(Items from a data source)

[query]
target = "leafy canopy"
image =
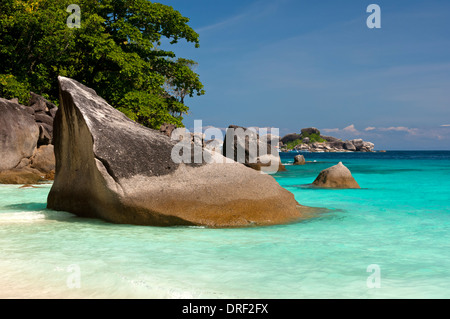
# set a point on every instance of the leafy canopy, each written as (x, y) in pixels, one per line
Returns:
(116, 51)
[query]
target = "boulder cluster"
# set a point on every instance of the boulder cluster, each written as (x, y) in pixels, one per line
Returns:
(112, 168)
(26, 137)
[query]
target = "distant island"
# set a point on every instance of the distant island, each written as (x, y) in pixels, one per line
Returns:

ASSIGNMENT: Examine the entries and report how many of their lines contain the string "each", giving no more than the number.

FINAL ANSWER: 3